Instruction a
In the forum thread below, give the passage from "# Visas and" up to and including "years for example)?" again, substituting "amount of time" for "length of time".

--- Begin Given passage ---

# Visas and locations



## mrees007 (Jan 8, 2009)

Hi...

Im hearing various numbers been thrown about concerning the length of time it takes to get a visa... anywhere from a couple of months to 2 to 3 years...


How long does it take (on average) to get temporary visa (3 years for example)?

How long does it take to get a permannanet visa?


Also... i hear Vancouver is very British... what is Tornoto like? Is French essential in Toronto?

and weather.... whats the average weather like in both Vancouver and Toronto?

Cheers!


----------



## mrees007 (Jan 8, 2009)

Anyone?!??!


----------



## Bevdeforges (Nov 16, 2007)

The CIC has a section on its website addressing the question of how long the paper processing should take: Application Processing Times: A Look at New Service Initiatives at CIC

It has been a while since I was last in Toronto, but it's unlikely you'd need to have French there. (Having French would certainly help.) It's only really in Quebec where French is "necessary" in the work environment. (And even there I'm not so sure.)

How "British" Toronto is is open to speculation. But it's a lovely city. Lots of residential buildings in the "downtown" area, and a good public transit system. Don't know Vancouver as well - was only there once. But both cities strike me as clean and very livable.

Weather is milder in Vancouver, though you can drive up to Whistler if you like the snow. Toronto can have pretty severe winters - bring your woolies!
Cheers,
Bev


----------

--- End Given passage ---
--- Begin Records shown ---

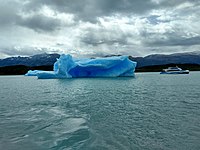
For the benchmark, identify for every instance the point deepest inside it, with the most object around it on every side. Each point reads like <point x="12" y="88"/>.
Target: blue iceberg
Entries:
<point x="67" y="67"/>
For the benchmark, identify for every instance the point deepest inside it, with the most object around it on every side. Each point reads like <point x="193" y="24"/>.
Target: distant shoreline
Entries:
<point x="21" y="69"/>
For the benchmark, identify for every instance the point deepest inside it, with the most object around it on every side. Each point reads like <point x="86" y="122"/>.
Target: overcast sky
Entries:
<point x="99" y="27"/>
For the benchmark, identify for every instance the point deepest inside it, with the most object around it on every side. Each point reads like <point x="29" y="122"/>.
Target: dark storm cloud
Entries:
<point x="89" y="10"/>
<point x="40" y="23"/>
<point x="98" y="26"/>
<point x="23" y="51"/>
<point x="176" y="41"/>
<point x="8" y="13"/>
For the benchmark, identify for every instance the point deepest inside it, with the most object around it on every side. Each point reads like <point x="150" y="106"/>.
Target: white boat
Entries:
<point x="174" y="70"/>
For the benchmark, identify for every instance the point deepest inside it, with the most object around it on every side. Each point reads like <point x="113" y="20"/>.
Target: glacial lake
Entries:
<point x="148" y="112"/>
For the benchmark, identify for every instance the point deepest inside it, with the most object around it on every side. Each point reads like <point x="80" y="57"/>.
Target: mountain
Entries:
<point x="150" y="60"/>
<point x="158" y="59"/>
<point x="36" y="60"/>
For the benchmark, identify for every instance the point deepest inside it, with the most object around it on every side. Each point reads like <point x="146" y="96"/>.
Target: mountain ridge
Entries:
<point x="150" y="60"/>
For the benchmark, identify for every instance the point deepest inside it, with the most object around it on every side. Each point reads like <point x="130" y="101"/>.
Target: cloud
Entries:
<point x="40" y="23"/>
<point x="99" y="27"/>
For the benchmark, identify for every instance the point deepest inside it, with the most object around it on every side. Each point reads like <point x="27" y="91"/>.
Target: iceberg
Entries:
<point x="68" y="67"/>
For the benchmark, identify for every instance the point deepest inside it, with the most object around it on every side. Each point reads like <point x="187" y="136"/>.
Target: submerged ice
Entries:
<point x="68" y="67"/>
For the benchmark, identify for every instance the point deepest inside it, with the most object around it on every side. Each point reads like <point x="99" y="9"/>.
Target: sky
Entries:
<point x="99" y="27"/>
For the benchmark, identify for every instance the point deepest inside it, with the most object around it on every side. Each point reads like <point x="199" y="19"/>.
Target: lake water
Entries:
<point x="150" y="111"/>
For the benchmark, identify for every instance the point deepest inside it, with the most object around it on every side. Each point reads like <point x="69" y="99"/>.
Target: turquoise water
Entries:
<point x="150" y="111"/>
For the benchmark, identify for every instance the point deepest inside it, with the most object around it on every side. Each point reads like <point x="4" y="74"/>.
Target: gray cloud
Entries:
<point x="99" y="27"/>
<point x="176" y="41"/>
<point x="40" y="23"/>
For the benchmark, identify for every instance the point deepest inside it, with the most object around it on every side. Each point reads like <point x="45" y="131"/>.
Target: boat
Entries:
<point x="174" y="70"/>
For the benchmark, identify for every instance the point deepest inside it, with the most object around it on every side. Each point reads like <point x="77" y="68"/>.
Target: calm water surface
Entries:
<point x="150" y="111"/>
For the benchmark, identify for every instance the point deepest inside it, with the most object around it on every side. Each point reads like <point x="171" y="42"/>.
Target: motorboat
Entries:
<point x="174" y="70"/>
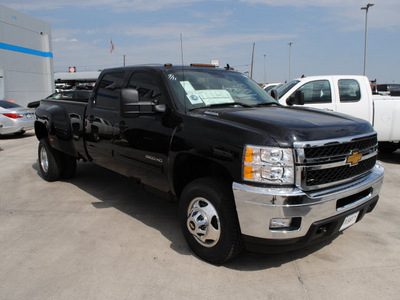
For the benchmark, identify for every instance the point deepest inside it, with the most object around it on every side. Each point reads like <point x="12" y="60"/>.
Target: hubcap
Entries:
<point x="44" y="161"/>
<point x="203" y="222"/>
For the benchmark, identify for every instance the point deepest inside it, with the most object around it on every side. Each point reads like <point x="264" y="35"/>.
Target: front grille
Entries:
<point x="339" y="149"/>
<point x="324" y="176"/>
<point x="323" y="164"/>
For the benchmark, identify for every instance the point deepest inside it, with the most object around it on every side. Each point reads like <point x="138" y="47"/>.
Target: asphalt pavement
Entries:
<point x="99" y="235"/>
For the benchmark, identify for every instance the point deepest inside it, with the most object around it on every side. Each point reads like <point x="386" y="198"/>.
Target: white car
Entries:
<point x="15" y="119"/>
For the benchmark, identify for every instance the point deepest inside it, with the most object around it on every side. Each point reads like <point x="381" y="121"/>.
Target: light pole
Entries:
<point x="265" y="76"/>
<point x="290" y="50"/>
<point x="366" y="34"/>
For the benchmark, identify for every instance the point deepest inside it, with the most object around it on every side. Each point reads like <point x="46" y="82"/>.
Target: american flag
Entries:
<point x="111" y="47"/>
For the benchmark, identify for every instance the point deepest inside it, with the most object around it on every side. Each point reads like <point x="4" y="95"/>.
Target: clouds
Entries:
<point x="327" y="34"/>
<point x="115" y="5"/>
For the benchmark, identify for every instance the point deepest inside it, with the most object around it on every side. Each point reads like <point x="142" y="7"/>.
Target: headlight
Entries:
<point x="268" y="165"/>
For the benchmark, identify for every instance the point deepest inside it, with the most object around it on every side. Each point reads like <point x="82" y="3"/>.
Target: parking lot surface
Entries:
<point x="100" y="236"/>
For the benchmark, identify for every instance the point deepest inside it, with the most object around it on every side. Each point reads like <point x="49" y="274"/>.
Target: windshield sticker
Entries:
<point x="210" y="97"/>
<point x="194" y="99"/>
<point x="188" y="87"/>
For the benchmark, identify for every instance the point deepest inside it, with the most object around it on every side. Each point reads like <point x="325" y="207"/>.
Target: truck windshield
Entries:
<point x="205" y="88"/>
<point x="283" y="89"/>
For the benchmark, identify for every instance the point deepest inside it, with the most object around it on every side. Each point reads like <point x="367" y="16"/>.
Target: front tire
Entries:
<point x="209" y="220"/>
<point x="50" y="161"/>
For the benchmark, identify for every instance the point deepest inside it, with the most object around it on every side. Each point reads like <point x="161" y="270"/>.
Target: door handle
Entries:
<point x="121" y="125"/>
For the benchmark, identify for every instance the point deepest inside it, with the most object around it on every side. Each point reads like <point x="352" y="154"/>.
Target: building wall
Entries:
<point x="26" y="58"/>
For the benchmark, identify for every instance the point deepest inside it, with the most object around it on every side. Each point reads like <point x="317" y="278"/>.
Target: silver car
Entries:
<point x="15" y="119"/>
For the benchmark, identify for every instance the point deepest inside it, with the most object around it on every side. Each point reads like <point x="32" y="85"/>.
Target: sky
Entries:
<point x="327" y="36"/>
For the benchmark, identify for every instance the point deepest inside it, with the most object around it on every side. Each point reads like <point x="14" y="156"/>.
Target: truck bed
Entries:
<point x="65" y="120"/>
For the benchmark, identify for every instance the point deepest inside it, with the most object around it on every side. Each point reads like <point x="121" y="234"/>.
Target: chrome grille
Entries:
<point x="321" y="164"/>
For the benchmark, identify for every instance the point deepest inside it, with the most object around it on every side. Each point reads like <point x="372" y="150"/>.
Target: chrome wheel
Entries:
<point x="44" y="160"/>
<point x="203" y="222"/>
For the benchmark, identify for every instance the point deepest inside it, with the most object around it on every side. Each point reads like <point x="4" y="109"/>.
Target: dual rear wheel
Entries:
<point x="54" y="164"/>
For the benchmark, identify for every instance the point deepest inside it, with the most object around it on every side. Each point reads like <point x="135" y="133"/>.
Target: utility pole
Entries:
<point x="252" y="62"/>
<point x="265" y="74"/>
<point x="290" y="50"/>
<point x="366" y="35"/>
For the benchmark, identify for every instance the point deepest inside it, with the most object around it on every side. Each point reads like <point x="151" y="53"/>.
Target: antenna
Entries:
<point x="183" y="73"/>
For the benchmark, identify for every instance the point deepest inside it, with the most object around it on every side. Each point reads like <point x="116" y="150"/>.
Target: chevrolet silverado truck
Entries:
<point x="248" y="172"/>
<point x="349" y="94"/>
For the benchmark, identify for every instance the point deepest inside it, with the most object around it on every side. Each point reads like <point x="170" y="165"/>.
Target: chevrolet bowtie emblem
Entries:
<point x="354" y="158"/>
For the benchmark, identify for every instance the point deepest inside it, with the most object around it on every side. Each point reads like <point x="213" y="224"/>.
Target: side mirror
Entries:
<point x="129" y="102"/>
<point x="296" y="98"/>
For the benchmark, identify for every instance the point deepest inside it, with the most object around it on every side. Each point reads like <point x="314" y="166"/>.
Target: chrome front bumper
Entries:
<point x="256" y="206"/>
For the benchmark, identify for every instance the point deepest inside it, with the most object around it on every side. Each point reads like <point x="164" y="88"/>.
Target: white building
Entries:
<point x="26" y="58"/>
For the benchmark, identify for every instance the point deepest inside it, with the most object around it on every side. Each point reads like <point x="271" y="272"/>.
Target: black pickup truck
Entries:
<point x="247" y="172"/>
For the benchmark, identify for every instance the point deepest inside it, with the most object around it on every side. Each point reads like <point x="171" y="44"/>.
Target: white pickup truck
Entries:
<point x="348" y="94"/>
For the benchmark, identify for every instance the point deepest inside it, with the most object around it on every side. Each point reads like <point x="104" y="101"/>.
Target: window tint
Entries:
<point x="318" y="91"/>
<point x="108" y="90"/>
<point x="349" y="90"/>
<point x="8" y="104"/>
<point x="147" y="86"/>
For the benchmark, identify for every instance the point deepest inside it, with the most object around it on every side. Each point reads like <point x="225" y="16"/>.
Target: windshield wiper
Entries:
<point x="268" y="104"/>
<point x="222" y="105"/>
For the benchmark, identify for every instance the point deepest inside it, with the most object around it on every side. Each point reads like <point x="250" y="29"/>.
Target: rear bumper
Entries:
<point x="256" y="206"/>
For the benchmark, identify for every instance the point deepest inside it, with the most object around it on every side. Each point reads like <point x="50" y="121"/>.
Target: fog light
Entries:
<point x="280" y="223"/>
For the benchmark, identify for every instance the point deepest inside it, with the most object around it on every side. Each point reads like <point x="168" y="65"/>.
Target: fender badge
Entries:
<point x="354" y="158"/>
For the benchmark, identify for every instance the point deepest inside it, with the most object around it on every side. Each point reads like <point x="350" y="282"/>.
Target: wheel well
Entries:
<point x="40" y="130"/>
<point x="188" y="168"/>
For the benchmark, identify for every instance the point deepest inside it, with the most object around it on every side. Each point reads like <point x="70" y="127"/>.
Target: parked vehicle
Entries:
<point x="71" y="95"/>
<point x="247" y="171"/>
<point x="15" y="119"/>
<point x="350" y="95"/>
<point x="269" y="86"/>
<point x="392" y="89"/>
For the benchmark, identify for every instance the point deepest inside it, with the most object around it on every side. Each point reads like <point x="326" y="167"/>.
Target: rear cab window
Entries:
<point x="108" y="90"/>
<point x="349" y="90"/>
<point x="318" y="91"/>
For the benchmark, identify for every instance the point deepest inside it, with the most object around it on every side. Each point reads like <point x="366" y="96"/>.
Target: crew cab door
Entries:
<point x="101" y="117"/>
<point x="142" y="148"/>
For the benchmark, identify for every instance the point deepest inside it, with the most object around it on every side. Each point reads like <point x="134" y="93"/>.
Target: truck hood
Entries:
<point x="287" y="125"/>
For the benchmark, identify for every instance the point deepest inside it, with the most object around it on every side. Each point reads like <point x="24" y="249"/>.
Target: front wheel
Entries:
<point x="209" y="220"/>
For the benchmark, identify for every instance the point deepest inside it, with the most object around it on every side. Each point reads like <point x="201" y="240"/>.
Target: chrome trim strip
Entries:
<point x="256" y="206"/>
<point x="336" y="164"/>
<point x="332" y="142"/>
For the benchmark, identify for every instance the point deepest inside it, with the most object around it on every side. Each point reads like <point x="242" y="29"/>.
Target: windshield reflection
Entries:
<point x="205" y="88"/>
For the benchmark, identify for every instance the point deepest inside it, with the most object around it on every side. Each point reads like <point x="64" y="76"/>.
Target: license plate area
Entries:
<point x="349" y="221"/>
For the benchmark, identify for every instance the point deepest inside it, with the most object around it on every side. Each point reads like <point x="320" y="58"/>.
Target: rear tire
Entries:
<point x="209" y="220"/>
<point x="50" y="161"/>
<point x="68" y="166"/>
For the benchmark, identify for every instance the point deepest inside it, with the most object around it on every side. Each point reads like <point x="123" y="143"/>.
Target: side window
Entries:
<point x="147" y="86"/>
<point x="349" y="90"/>
<point x="318" y="91"/>
<point x="108" y="90"/>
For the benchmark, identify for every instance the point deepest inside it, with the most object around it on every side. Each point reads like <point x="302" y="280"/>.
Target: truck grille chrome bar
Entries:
<point x="321" y="164"/>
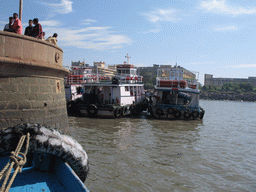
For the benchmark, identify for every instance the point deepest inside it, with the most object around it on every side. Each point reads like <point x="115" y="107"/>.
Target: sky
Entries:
<point x="215" y="37"/>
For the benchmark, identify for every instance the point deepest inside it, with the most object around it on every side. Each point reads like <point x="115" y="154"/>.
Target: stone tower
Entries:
<point x="31" y="82"/>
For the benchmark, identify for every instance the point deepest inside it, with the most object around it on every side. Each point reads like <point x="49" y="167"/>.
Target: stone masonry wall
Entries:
<point x="31" y="82"/>
<point x="33" y="100"/>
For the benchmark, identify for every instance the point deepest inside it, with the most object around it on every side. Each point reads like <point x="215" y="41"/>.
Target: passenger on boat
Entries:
<point x="117" y="101"/>
<point x="7" y="27"/>
<point x="100" y="96"/>
<point x="43" y="36"/>
<point x="37" y="30"/>
<point x="17" y="25"/>
<point x="53" y="39"/>
<point x="29" y="28"/>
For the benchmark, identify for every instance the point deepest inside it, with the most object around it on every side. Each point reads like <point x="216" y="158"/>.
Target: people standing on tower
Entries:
<point x="7" y="27"/>
<point x="37" y="30"/>
<point x="29" y="28"/>
<point x="53" y="39"/>
<point x="17" y="25"/>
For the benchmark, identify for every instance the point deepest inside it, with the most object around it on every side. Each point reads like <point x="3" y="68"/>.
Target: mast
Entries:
<point x="20" y="10"/>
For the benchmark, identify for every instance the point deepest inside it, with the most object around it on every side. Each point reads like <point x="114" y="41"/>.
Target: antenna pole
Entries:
<point x="127" y="56"/>
<point x="20" y="10"/>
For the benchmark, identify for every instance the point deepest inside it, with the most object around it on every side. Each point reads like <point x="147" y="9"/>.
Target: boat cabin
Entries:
<point x="125" y="88"/>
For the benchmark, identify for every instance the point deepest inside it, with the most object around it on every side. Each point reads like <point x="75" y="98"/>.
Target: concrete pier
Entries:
<point x="31" y="82"/>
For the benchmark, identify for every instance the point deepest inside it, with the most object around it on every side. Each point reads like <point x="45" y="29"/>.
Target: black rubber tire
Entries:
<point x="195" y="114"/>
<point x="186" y="115"/>
<point x="177" y="114"/>
<point x="159" y="112"/>
<point x="117" y="112"/>
<point x="124" y="110"/>
<point x="150" y="110"/>
<point x="202" y="114"/>
<point x="46" y="140"/>
<point x="92" y="110"/>
<point x="170" y="110"/>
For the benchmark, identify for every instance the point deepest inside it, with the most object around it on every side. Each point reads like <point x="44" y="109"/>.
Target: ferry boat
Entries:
<point x="79" y="73"/>
<point x="39" y="158"/>
<point x="114" y="97"/>
<point x="176" y="97"/>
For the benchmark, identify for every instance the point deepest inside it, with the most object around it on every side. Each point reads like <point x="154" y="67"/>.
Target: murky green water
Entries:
<point x="215" y="154"/>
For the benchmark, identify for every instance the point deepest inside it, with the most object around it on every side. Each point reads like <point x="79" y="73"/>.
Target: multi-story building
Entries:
<point x="99" y="68"/>
<point x="151" y="72"/>
<point x="209" y="80"/>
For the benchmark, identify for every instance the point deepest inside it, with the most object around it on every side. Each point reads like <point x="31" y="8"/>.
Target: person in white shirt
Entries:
<point x="7" y="26"/>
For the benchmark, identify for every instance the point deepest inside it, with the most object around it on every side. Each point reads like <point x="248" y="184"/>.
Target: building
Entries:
<point x="209" y="80"/>
<point x="99" y="68"/>
<point x="151" y="72"/>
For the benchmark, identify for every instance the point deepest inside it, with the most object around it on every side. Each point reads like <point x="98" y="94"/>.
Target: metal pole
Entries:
<point x="20" y="10"/>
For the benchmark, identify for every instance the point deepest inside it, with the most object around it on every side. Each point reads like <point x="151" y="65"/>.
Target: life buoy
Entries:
<point x="92" y="110"/>
<point x="150" y="110"/>
<point x="170" y="110"/>
<point x="177" y="114"/>
<point x="195" y="114"/>
<point x="202" y="113"/>
<point x="117" y="112"/>
<point x="187" y="115"/>
<point x="159" y="112"/>
<point x="124" y="110"/>
<point x="46" y="140"/>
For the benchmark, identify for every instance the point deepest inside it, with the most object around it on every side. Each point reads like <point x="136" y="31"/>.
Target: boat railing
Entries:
<point x="166" y="82"/>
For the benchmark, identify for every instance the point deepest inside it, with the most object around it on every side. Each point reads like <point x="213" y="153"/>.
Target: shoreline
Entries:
<point x="251" y="97"/>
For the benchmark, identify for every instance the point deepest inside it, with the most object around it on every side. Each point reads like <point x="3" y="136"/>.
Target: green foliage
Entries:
<point x="230" y="87"/>
<point x="148" y="85"/>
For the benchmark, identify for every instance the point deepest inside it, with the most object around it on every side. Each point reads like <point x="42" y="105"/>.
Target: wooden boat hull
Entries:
<point x="60" y="178"/>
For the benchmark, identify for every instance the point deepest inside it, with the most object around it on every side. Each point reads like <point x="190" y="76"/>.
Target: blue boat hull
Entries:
<point x="51" y="174"/>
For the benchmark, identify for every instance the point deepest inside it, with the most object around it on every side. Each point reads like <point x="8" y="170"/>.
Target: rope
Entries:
<point x="17" y="160"/>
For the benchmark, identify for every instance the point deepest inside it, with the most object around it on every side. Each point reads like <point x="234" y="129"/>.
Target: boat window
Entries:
<point x="88" y="89"/>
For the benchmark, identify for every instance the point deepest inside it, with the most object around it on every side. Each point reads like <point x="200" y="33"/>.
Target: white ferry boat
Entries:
<point x="176" y="97"/>
<point x="113" y="98"/>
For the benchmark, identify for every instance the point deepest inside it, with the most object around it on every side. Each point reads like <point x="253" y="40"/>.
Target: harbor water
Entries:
<point x="215" y="154"/>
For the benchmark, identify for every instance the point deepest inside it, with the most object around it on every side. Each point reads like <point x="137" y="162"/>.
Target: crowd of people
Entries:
<point x="36" y="31"/>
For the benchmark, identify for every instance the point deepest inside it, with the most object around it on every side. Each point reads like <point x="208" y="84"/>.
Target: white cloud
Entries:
<point x="64" y="7"/>
<point x="220" y="6"/>
<point x="228" y="28"/>
<point x="88" y="22"/>
<point x="162" y="15"/>
<point x="95" y="38"/>
<point x="51" y="23"/>
<point x="241" y="66"/>
<point x="157" y="30"/>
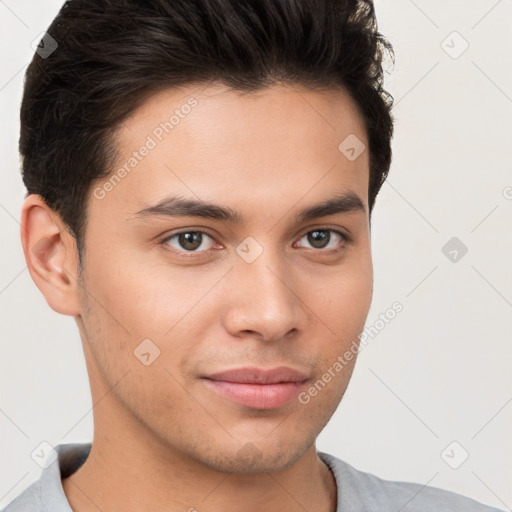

--- End Records shown ---

Instruction b
Locate each line of the records above that contains the word "front", and copy those lines.

Answer a
# Visas and locations



## mrees007 (Jan 8, 2009)

Hi...

Im hearing various numbers been thrown about concerning the amount of time it takes to get a visa... anywhere from a couple of months to 2 to 3 years...


How long does it take (on average) to get temporary visa (3 years for example)?

Answer b
Target: front grille
Target: front tire
Target: chrome front bumper
Target: front wheel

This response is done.